--- EXTRACT ---
Segment Open
Truly a touching book. Makes me want to adopt children out of the country (I was planning to adopt anyway in the future, but no necessarily overseas children). Do not be set off by the chapters of statistics and non-narrative parts, because they are the truth and make what this woman is doing THAT much more wonderful. These parts also give the reader the TRUTH about HIV drugs and what the pharmaceutical companies are hiding and the whole truth about AIDS in Sub-Saharan Africa and just how many AIDS orphans there are. Please Please read. and if you are thinking about adopting, THIS IS A MUST READ, and make your husband or wife read it too, it will for sure change their mind.
Rating: 5 / 5
This account of the orphanage run by Haregewoin Teferra in Ethiopia is a fascinating, well-written book. The honest stories of Haragewoin as a person (her personal background, the story of her country) and the individual orphans that she comes to care for, are skillfully woven together with the story of the science of the AIDS epidemic, including a very eye opening account of big pharma’s role in this crisis. The last section of the book is devoted to the very, very touching (but again, honest) stories of a few American families who adopted Ethiopian children. Some of the phrases in the book will stay with me forever……”in a world without people, be a person.” I cannot recommend this book highly enough.
Segment Closed
--- DATA SHOWN ---
Segment Open
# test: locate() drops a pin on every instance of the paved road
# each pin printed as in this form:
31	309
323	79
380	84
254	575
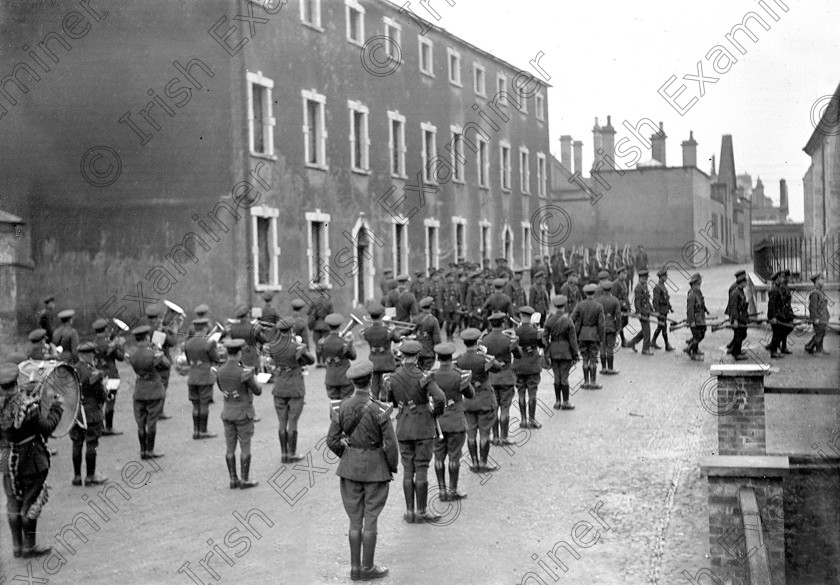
Segment Closed
--- TASK LIST ---
A – For each statement, say whether it agrees with the book reviews. Answer yes or no, and quote the words of the reviews that decide it. (i) The last section of the book covers American families who adopted Ethiopian children. (ii) The first reviewer had no plans to adopt before reading the book. (iii) The book receives a rating of 4 out of 5.
B – Reproduce the book reviews from "Truly a touching" up to and including "change their mind.", substituting "drug manufacturers" for "pharmaceutical companies".

--- PER-TASK ANSWERS ---
A –
(i) Yes: "The last section of the book is devoted to the very, very touching (but again, honest) stories of a few American families who adopted Ethiopian children."
(ii) No: "I was planning to adopt anyway in the future"
(iii) No: "Rating: 5 / 5"

B –
Truly a touching book. Makes me want to adopt children out of the country (I was planning to adopt anyway in the future, but no necessarily overseas children). Do not be set off by the chapters of statistics and non-narrative parts, because they are the truth and make what this woman is doing THAT much more wonderful. These parts also give the reader the TRUTH about HIV drugs and what the drug manufacturers are hiding and the whole truth about AIDS in Sub-Saharan Africa and just how many AIDS orphans there are. Please Please read. and if you are thinking about adopting, THIS IS A MUST READ, and make your husband or wife read it too, it will for sure change their mind.